* _Passage provided_
____
The letter from Washington arrived on Laura Line's desk Wednesday, three weeks after her nonprofit won a federal grant to help consumers make sense of the health-insurance marketplaces created by the Affordable Care Act and four weeks before they were to open for business.
It gave her nine days to provide Republicans on the House Committee on Energy and Commerce with all details and documents, electronic and paper, in her possession and not, involving the $953,716 her organization is getting to assist with health-insurance enrollment in 10 Pennsylvania counties.
"The letter doesn't concern us; it just adds to our workload," said Line, corporate assistant director for health care at Resources for Human Development, a national social services organization based in Philadelphia. "We are working at an incredible pace to try to be ready for Oct. 1," she said. "It will definitely distract us from what we are trying to do, which is to get health-insurance coverage for uninsured and underinsured residents who qualify in the marketplace."
Republicans said the letter was an attempt to protect tax dollars and personal medical information. Democrats said it was intended to sow confusion and undermine health reform.
The vitriol and hyperpartisanship that accompanied President Obama's health overhaul at first seemed to be largely rooted in Washington, where it was passed on party-line votes in 2010 and largely upheld by the Supreme Court in 2012. When that decision made optional the law's main provision for insuring low-income people - an expansion of Medicaid - much of the battle shifted to state capitals.
Now, with the six-month open-enrollment period approaching for the insurance-exchange marketplaces, opponents are aiming at community organizations that will be working with consumers.
____
* _Input data_
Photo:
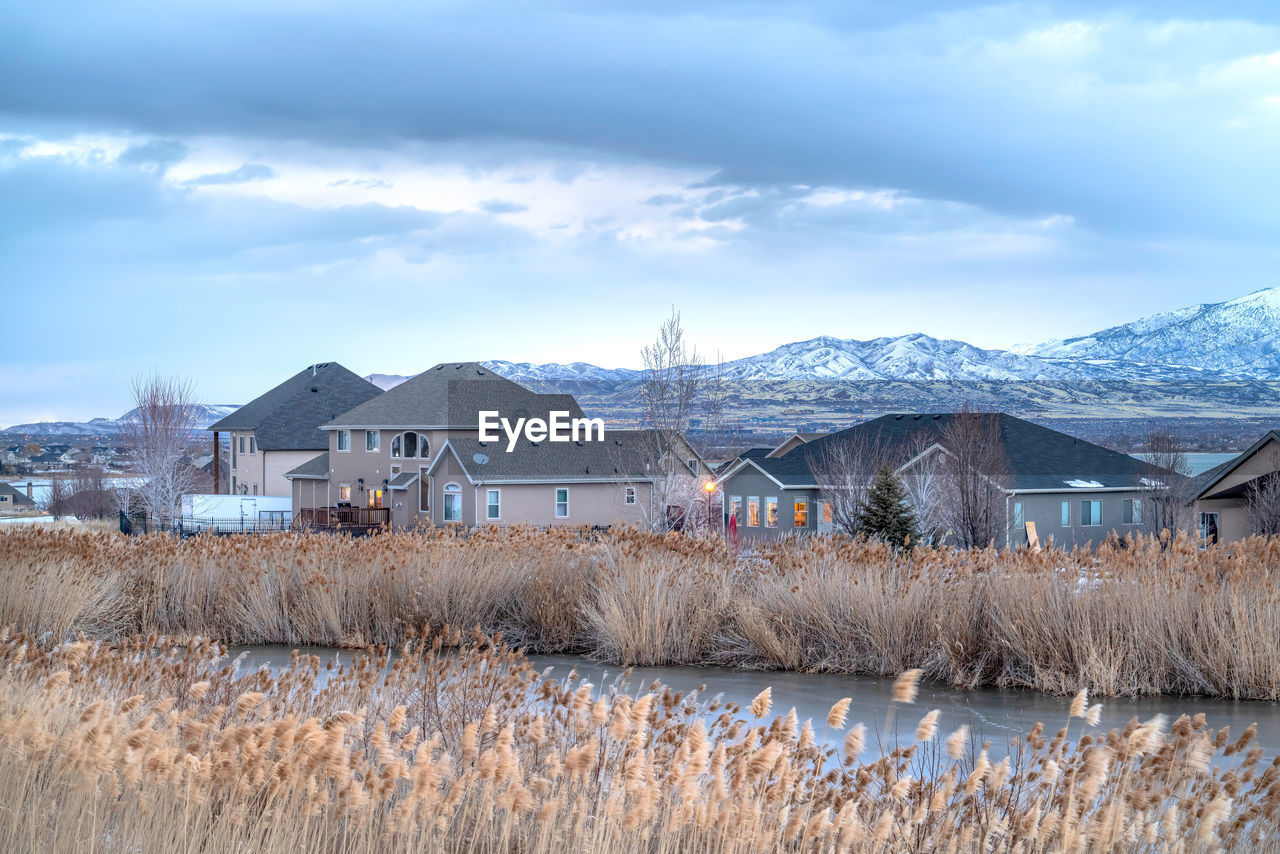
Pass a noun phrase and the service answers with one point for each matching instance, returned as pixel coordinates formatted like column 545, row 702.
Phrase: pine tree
column 885, row 514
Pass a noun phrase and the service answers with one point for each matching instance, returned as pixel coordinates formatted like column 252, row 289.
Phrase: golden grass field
column 1127, row 619
column 140, row 736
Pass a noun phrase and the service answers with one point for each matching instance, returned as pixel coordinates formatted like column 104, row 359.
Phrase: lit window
column 1133, row 511
column 1091, row 512
column 452, row 503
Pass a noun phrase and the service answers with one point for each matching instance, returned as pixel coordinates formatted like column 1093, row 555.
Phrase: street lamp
column 708, row 489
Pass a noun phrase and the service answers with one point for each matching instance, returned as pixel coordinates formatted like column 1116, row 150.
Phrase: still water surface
column 992, row 715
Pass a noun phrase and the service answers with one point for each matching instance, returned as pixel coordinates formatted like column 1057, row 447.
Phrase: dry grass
column 149, row 745
column 1129, row 617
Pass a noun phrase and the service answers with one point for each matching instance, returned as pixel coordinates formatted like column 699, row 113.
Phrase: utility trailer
column 236, row 514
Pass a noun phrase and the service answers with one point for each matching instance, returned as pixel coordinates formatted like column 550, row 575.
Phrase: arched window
column 410, row 446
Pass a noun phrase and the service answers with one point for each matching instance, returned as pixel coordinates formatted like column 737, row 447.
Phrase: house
column 279, row 430
column 1223, row 492
column 1059, row 487
column 14, row 501
column 415, row 455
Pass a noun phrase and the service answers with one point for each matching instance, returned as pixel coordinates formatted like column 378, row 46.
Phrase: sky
column 231, row 191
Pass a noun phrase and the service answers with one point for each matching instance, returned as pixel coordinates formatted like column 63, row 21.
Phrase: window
column 493, row 503
column 562, row 503
column 1091, row 512
column 452, row 503
column 1133, row 511
column 411, row 446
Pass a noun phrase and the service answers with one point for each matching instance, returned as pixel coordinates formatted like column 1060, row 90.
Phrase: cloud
column 245, row 174
column 499, row 206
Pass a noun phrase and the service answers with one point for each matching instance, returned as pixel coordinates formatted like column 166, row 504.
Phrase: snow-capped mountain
column 1239, row 336
column 206, row 414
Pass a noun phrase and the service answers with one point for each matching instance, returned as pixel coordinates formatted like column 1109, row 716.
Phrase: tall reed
column 1128, row 617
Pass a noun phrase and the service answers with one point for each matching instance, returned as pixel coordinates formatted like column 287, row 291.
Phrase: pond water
column 992, row 715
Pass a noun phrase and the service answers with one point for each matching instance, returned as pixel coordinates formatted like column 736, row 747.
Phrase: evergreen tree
column 886, row 514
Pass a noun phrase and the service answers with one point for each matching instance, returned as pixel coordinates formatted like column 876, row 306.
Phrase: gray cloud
column 243, row 174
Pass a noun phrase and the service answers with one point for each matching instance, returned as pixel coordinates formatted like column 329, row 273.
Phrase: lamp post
column 708, row 489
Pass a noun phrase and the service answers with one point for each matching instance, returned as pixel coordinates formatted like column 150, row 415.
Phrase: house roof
column 314, row 469
column 1207, row 480
column 624, row 455
column 288, row 416
column 1040, row 459
column 449, row 396
column 17, row 496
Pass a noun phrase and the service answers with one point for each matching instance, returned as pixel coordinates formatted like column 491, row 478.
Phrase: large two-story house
column 414, row 456
column 279, row 430
column 1055, row 487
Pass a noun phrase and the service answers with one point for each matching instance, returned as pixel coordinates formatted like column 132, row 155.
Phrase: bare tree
column 922, row 476
column 844, row 469
column 974, row 478
column 159, row 433
column 1169, row 493
column 1262, row 505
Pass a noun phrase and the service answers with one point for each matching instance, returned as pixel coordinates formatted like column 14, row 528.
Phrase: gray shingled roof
column 624, row 455
column 288, row 416
column 449, row 396
column 18, row 496
column 316, row 469
column 1038, row 457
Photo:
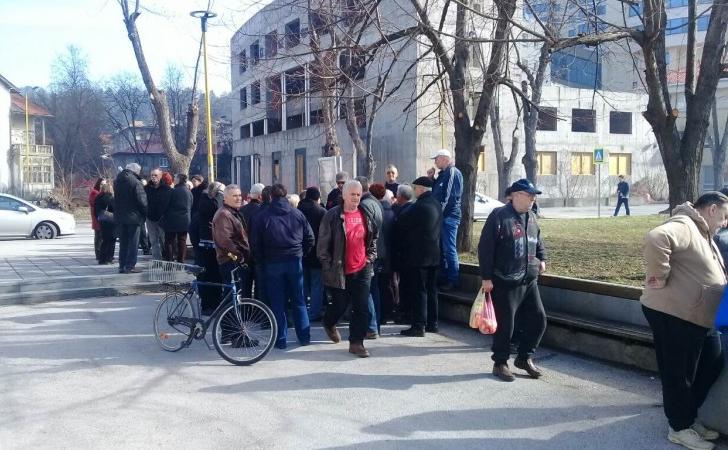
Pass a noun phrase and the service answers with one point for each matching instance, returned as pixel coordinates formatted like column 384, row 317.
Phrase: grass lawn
column 608, row 249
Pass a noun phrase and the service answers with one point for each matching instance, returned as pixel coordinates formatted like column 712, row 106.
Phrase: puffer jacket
column 280, row 232
column 685, row 273
column 176, row 218
column 130, row 199
column 331, row 247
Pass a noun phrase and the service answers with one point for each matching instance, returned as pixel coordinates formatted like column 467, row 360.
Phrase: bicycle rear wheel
column 245, row 332
column 171, row 333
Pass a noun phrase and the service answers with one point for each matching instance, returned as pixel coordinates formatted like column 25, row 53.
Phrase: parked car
column 483, row 206
column 19, row 218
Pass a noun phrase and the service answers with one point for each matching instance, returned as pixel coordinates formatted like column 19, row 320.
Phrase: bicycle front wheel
column 245, row 332
column 172, row 320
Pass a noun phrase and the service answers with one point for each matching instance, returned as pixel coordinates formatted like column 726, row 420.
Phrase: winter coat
column 229, row 236
column 685, row 273
column 91, row 200
column 331, row 247
column 206, row 212
column 157, row 200
column 420, row 226
column 448, row 190
column 384, row 243
column 176, row 218
column 130, row 201
column 314, row 212
column 510, row 251
column 280, row 232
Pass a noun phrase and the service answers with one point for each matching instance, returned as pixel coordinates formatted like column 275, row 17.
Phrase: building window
column 620, row 122
column 295, row 81
column 275, row 167
column 258, row 127
column 271, row 44
column 294, row 121
column 620, row 164
column 255, row 52
column 293, row 33
column 242, row 61
column 583, row 120
column 676, row 26
column 582, row 163
column 703, row 23
column 546, row 163
column 255, row 93
column 317, row 116
column 243, row 98
column 300, row 169
column 481, row 161
column 245, row 131
column 547, row 119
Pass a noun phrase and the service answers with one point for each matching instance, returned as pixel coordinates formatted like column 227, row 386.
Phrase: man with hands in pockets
column 511, row 257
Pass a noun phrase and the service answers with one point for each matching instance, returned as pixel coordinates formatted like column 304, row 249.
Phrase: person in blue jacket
column 448, row 190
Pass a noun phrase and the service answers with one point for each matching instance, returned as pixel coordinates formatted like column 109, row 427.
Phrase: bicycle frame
column 200, row 326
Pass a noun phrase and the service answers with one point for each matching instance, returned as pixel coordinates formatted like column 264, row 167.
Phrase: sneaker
column 689, row 438
column 503, row 372
column 705, row 433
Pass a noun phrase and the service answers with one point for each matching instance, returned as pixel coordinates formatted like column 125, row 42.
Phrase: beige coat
column 685, row 272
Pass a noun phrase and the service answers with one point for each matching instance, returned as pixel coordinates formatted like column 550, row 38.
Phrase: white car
column 19, row 218
column 483, row 206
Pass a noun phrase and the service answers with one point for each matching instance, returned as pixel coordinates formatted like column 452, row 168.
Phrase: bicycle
column 243, row 329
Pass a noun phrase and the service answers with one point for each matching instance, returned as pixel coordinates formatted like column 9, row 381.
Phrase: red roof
column 18, row 106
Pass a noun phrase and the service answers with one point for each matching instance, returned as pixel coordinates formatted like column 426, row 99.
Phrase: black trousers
column 690, row 359
column 422, row 289
column 526, row 301
column 108, row 242
column 97, row 244
column 356, row 293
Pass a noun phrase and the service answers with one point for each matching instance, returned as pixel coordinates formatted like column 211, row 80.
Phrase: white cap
column 442, row 152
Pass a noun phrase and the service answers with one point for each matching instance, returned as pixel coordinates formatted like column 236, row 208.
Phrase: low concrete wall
column 595, row 319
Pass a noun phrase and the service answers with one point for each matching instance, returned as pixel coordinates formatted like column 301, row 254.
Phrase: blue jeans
column 128, row 246
column 448, row 244
column 284, row 280
column 314, row 289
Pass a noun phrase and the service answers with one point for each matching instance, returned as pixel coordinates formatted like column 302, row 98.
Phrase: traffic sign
column 598, row 155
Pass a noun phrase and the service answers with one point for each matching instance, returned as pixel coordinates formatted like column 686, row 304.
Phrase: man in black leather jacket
column 511, row 256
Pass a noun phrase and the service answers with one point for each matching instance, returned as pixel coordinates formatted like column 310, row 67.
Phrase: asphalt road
column 88, row 374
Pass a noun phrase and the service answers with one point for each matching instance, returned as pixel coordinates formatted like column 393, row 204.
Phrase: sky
column 34, row 33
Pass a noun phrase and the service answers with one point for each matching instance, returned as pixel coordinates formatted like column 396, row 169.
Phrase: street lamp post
column 203, row 16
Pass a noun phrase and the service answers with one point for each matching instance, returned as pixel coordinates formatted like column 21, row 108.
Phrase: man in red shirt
column 347, row 247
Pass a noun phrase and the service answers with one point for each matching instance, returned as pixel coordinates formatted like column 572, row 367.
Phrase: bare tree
column 179, row 158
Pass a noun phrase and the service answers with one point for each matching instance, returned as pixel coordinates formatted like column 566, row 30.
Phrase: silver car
column 19, row 218
column 483, row 206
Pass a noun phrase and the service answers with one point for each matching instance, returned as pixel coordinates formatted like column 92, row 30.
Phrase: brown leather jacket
column 331, row 246
column 229, row 236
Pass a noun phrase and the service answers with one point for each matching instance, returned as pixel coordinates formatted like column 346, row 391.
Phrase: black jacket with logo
column 510, row 251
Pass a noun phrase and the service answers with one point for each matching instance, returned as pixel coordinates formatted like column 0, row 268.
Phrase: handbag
column 476, row 310
column 486, row 321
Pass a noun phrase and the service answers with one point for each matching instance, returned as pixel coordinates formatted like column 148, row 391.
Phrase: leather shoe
column 413, row 332
column 503, row 372
column 333, row 334
column 358, row 349
column 529, row 367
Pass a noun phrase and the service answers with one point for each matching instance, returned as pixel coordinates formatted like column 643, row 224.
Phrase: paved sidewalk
column 66, row 256
column 88, row 374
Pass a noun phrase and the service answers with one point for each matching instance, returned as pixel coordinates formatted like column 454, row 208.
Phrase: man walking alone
column 511, row 257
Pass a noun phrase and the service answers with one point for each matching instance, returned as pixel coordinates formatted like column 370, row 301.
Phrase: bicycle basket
column 171, row 272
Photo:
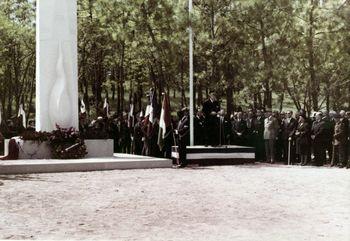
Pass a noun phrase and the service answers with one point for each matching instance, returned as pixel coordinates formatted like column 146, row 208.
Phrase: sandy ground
column 253, row 202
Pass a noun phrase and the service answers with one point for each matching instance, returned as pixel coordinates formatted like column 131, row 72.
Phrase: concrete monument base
column 116, row 162
column 42, row 150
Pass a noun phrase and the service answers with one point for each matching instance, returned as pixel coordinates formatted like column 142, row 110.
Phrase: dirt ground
column 251, row 202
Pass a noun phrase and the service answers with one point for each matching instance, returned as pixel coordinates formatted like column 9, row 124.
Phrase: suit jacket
column 260, row 126
column 183, row 127
column 288, row 128
column 271, row 127
column 319, row 131
column 340, row 135
column 239, row 126
column 303, row 134
column 209, row 106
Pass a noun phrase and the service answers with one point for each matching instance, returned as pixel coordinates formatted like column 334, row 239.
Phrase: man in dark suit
column 199, row 128
column 319, row 140
column 339, row 142
column 329, row 124
column 225, row 128
column 259, row 136
column 211, row 107
column 289, row 125
column 239, row 130
column 345, row 122
column 184, row 137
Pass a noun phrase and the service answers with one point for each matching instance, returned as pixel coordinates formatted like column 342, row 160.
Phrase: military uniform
column 340, row 143
column 239, row 130
column 184, row 139
column 271, row 127
column 320, row 141
column 288, row 128
column 211, row 121
column 199, row 130
column 259, row 138
column 137, row 141
column 225, row 130
column 303, row 141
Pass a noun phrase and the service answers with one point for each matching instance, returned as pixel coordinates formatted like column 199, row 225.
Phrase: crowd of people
column 285, row 137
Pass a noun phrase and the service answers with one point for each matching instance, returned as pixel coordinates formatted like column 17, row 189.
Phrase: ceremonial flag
column 106, row 107
column 151, row 106
column 82, row 106
column 131, row 116
column 23, row 114
column 165, row 121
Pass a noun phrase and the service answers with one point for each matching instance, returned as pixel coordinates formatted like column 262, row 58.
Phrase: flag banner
column 164, row 121
column 131, row 116
column 82, row 106
column 106, row 107
column 23, row 114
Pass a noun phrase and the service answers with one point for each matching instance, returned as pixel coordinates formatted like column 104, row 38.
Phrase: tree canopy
column 254, row 53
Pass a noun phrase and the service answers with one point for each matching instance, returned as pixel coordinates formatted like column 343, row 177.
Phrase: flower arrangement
column 66, row 143
column 35, row 136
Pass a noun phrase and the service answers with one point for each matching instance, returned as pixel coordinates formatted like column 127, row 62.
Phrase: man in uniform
column 259, row 136
column 211, row 107
column 184, row 137
column 199, row 128
column 345, row 121
column 271, row 127
column 339, row 142
column 319, row 140
column 138, row 135
column 225, row 128
column 239, row 130
column 329, row 124
column 289, row 125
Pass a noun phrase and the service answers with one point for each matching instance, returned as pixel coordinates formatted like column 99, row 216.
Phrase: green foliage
column 253, row 52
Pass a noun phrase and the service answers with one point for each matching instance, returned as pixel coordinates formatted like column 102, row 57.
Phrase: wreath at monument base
column 67, row 144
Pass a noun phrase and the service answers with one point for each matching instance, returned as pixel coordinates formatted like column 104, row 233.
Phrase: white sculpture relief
column 57, row 77
column 60, row 109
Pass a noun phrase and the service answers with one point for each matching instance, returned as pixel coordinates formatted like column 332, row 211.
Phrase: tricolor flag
column 82, row 106
column 164, row 121
column 106, row 107
column 131, row 116
column 23, row 114
column 151, row 106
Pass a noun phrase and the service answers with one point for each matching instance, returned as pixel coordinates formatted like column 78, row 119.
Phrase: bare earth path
column 255, row 202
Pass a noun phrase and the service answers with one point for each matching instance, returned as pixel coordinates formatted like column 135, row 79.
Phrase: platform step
column 118, row 161
column 218, row 155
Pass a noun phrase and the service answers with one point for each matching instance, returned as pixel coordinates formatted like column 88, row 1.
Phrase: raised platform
column 41, row 150
column 219, row 155
column 118, row 161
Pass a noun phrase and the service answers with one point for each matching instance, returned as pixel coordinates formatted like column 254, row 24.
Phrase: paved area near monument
column 250, row 202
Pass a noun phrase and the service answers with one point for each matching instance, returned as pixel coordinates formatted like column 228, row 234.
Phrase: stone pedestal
column 42, row 150
column 56, row 65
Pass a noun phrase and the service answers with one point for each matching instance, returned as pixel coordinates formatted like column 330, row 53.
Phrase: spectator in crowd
column 270, row 134
column 303, row 139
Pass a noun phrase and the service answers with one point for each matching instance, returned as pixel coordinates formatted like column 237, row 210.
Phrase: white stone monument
column 56, row 65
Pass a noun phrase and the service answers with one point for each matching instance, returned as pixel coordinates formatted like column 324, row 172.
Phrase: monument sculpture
column 56, row 65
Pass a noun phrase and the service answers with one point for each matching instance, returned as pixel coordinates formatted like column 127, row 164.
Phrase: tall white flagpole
column 190, row 8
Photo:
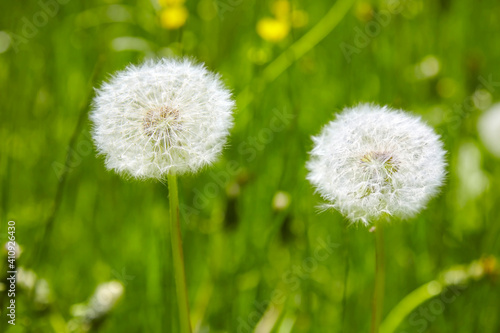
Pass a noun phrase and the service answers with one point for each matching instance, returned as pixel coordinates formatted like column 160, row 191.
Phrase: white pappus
column 163, row 116
column 373, row 161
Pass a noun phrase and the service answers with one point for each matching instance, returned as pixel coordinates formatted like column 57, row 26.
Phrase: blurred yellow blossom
column 173, row 17
column 299, row 18
column 281, row 9
column 165, row 3
column 273, row 30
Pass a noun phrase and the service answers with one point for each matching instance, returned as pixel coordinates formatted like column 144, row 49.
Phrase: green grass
column 238, row 249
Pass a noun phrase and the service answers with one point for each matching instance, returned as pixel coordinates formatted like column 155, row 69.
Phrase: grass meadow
column 260, row 256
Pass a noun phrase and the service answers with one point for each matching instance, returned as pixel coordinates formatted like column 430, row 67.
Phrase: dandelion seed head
column 163, row 116
column 372, row 161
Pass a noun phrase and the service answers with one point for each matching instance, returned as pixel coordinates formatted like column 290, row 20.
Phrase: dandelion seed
column 165, row 116
column 373, row 161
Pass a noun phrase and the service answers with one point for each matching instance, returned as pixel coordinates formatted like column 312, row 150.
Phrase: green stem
column 408, row 304
column 378, row 293
column 178, row 257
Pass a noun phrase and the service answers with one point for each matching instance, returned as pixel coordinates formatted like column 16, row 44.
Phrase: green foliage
column 80, row 225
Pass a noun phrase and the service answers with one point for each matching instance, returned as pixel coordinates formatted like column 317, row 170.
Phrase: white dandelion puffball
column 489, row 129
column 373, row 161
column 163, row 116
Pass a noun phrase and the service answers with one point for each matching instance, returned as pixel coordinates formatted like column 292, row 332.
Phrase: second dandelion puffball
column 163, row 116
column 373, row 161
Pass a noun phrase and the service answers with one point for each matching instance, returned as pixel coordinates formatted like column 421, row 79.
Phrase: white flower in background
column 489, row 129
column 89, row 315
column 104, row 299
column 165, row 116
column 373, row 161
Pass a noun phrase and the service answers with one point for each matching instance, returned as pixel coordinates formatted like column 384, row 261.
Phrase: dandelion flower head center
column 379, row 164
column 161, row 124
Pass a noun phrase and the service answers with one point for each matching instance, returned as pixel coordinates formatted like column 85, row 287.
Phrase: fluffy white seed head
column 489, row 129
column 163, row 116
column 372, row 161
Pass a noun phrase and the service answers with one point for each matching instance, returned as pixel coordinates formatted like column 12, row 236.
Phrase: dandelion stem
column 378, row 293
column 178, row 256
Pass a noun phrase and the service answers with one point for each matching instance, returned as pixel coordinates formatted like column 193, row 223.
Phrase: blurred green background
column 253, row 233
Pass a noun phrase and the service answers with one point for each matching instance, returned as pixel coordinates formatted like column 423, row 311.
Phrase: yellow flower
column 281, row 9
column 165, row 3
column 173, row 17
column 299, row 18
column 273, row 30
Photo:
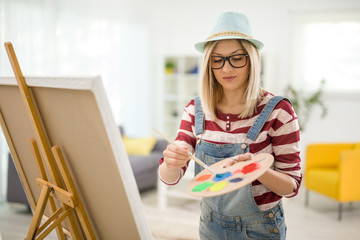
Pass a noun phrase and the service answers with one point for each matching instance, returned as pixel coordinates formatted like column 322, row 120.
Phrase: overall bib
column 235, row 215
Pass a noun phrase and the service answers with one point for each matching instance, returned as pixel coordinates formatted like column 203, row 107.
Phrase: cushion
column 139, row 146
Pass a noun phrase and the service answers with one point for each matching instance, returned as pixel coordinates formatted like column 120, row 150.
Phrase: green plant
column 303, row 105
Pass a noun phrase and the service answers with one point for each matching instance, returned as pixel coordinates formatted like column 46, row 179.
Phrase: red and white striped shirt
column 279, row 136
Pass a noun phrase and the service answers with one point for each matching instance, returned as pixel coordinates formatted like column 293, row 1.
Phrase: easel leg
column 60, row 161
column 42, row 174
column 39, row 211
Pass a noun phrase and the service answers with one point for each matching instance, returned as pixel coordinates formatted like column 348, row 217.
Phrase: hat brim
column 200, row 46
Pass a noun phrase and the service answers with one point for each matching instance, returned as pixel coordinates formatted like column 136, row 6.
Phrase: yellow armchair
column 333, row 170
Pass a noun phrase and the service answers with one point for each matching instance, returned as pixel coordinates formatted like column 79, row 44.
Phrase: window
column 327, row 46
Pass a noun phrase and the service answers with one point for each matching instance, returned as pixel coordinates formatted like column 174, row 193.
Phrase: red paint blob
column 247, row 169
column 203, row 177
column 250, row 168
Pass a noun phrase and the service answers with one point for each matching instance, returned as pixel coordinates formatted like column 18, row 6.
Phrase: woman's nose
column 227, row 67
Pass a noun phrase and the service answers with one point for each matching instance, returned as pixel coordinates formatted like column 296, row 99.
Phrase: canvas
column 77, row 117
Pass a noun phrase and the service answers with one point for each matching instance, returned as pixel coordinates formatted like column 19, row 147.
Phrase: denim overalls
column 235, row 215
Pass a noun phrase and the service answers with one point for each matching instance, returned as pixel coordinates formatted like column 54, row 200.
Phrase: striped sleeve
column 185, row 137
column 285, row 138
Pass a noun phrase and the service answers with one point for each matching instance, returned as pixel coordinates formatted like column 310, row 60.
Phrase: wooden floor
column 180, row 219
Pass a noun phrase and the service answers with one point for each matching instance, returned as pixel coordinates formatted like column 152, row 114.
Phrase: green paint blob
column 202, row 187
column 218, row 186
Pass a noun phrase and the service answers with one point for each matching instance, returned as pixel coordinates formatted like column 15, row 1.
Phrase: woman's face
column 230, row 78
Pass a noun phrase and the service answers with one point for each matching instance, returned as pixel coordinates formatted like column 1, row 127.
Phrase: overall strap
column 265, row 113
column 199, row 117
____
* _Your tasks_
**a.** Answer these from the passage about the enrollment grant:
(i) In how many Pennsylvania counties will the grant money help with enrollment?
(ii) By what date is Line's organization working to be ready?
(iii) In what year did the Supreme Court largely uphold the law?
**b.** Pull out the text of the passage about the enrollment grant between "The letter from" and "open for business.", inclusive.
The data that come after the passage about the enrollment grant are separate material.

* _Solved problems_
**a.**
(i) 10
(ii) Oct. 1
(iii) 2012

**b.**
The letter from Washington arrived on Laura Line's desk Wednesday, three weeks after her nonprofit won a federal grant to help consumers make sense of the health-insurance marketplaces created by the Affordable Care Act and four weeks before they were to open for business.